PARTS OF THE EXERCISE:
**a.** Name every setting or product type where the passage on fluorescent tadpoles says the same system screens for other toxicity effects.
**b.** According to the passage on fluorescent tadpoles, where is the Organization for Economic Co-operation and Development headquartered?
**c.** In the passage on fluorescent tadpoles, rewrite the stretch from "Along with Paul" through "in the U.S.", substituting "Tadpole Chamber" for "Frog Box".

*** SELECTED EXTRACT

The fluorescent tadpoles detect how chemical compounds, such as heavy metals or endocrine-disrupting chemicals, impact the embryonic development of vertebrates. The Organization for Economic Co-operation and Development, headquartered in Paris, adopted the tadpole assay as a reference for hormonal disruptors of thyroid function. The same system screens for other toxicity effects in water systems, industrial wastes, cosmetic ingredients, and pharmaceutical manufacturing.
The fluorescent tadpoles provide more than a simple substrate/receptor detection system. Genetically engineered models are “transcriptional assays that look at downstream effects on the genetic targets of the contaminant,” says Dr. Lemkine. The tadpoles can screen for entire signaling pathways induced by a contaminant. The fluorescent response is rapid and visible within hours. Multiple markers and fluorochromes allow the detection of a number of metabolic functions and genes simultaneously.
Along with Paul Johnson, a professor of physics and astronomy at the University of Wyoming, Laramie, WatchFrog invented the Frog Box, used onsite to monitor pollutants at a water treatment facility or in a river downstream from industrial or pharmaceutical plants. The Frog Box, a two liter, double-sided chamber containing tadpoles, is placed in direct contact with the natural water source. When the tadpoles are exposed to pollutants, they fluoresce, and the amount of fluorescence is measured as they swim through a channel that connects the two sides of the Frog Box.
“We sort tadpoles on the basis of their fluorescence similar to how flow cytometers sort cells in the lab,” says Dr. Lemkine. The company has installed prototype Frog Box systems at sites in France and Spain and an experimental station may soon be set up in the U.S.
Other types of commercial toxicity models are based on worms and zebrafish, but these animals are less similar to humans. Tadpoles have metabolic and immune systems closer to humans and a more complex heart and circulatory system than zebrafish. “Amphibians are a natural model for environmental risk assessment,” says Dr. Lemkine, and “in this market we offer a novel solution.”

******
*** DATA PROVIDED

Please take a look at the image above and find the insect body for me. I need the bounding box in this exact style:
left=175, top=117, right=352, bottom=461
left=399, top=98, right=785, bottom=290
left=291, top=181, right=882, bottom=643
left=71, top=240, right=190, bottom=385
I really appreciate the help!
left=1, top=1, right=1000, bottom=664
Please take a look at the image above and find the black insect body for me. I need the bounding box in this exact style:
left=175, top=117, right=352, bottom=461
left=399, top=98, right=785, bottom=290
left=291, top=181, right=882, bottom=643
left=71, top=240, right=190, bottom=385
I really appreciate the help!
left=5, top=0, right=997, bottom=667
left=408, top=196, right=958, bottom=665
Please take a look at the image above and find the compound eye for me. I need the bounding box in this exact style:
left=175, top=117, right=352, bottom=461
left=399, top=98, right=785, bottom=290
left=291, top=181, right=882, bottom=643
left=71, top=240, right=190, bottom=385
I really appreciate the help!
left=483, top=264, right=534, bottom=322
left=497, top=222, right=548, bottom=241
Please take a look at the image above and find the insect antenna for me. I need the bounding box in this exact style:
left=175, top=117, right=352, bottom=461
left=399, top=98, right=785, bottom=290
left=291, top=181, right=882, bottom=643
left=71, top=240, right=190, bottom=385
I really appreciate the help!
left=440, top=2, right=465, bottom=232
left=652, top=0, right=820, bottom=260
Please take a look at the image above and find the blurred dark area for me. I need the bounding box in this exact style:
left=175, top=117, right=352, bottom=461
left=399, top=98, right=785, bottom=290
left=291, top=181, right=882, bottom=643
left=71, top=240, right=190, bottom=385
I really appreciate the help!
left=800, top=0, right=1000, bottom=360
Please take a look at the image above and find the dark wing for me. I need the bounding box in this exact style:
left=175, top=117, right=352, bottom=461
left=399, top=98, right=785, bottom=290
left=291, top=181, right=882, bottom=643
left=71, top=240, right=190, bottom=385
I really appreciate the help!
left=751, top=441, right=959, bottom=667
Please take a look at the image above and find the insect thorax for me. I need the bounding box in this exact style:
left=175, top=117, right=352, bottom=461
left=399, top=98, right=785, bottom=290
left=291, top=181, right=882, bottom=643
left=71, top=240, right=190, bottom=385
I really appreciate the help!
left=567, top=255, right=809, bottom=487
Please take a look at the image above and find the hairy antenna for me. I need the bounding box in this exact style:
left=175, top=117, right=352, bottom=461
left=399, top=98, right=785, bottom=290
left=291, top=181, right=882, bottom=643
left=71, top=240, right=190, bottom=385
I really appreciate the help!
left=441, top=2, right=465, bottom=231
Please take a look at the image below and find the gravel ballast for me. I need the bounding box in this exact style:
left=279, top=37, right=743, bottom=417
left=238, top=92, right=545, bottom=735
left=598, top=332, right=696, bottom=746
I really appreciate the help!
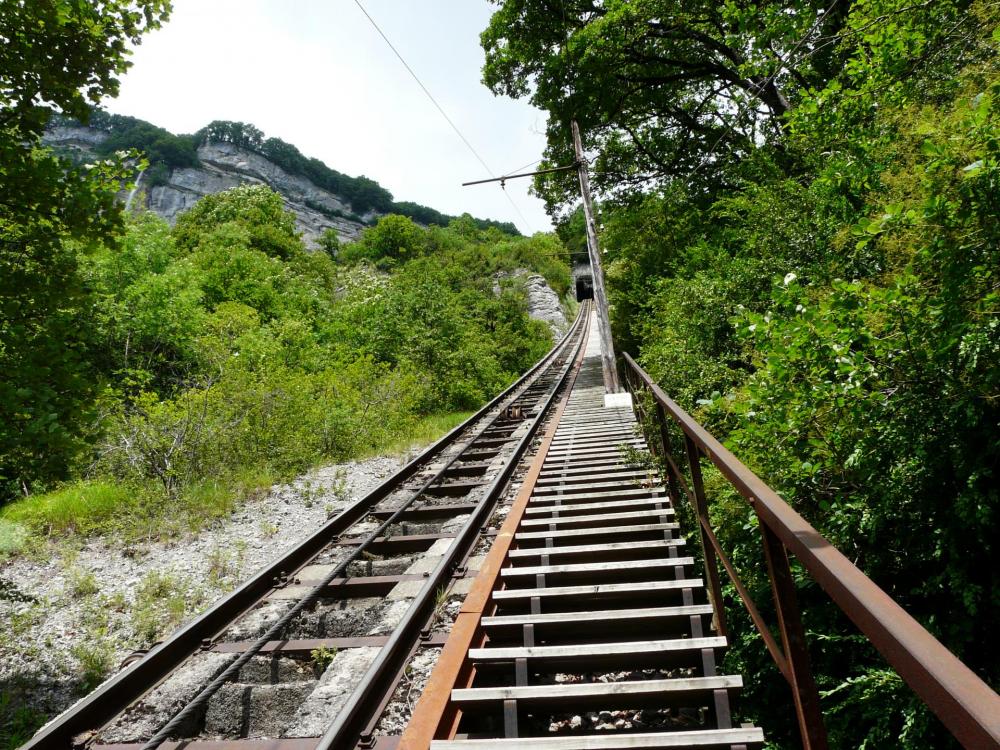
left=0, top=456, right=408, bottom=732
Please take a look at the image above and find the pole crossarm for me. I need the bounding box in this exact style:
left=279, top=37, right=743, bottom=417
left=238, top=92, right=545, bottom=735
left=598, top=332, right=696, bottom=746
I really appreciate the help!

******

ANSWERS FOR THIS EXERCISE:
**a.**
- Water systems
- Industrial wastes
- Cosmetic ingredients
- Pharmaceutical manufacturing

**b.** Paris.

**c.**
Along with Paul Johnson, a professor of physics and astronomy at the University of Wyoming, Laramie, WatchFrog invented the Tadpole Chamber, used onsite to monitor pollutants at a water treatment facility or in a river downstream from industrial or pharmaceutical plants. The Tadpole Chamber, a two liter, double-sided chamber containing tadpoles, is placed in direct contact with the natural water source. When the tadpoles are exposed to pollutants, they fluoresce, and the amount of fluorescence is measured as they swim through a channel that connects the two sides of the Tadpole Chamber.
“We sort tadpoles on the basis of their fluorescence similar to how flow cytometers sort cells in the lab,” says Dr. Lemkine. The company has installed prototype Tadpole Chamber systems at sites in France and Spain and an experimental station may soon be set up in the U.S.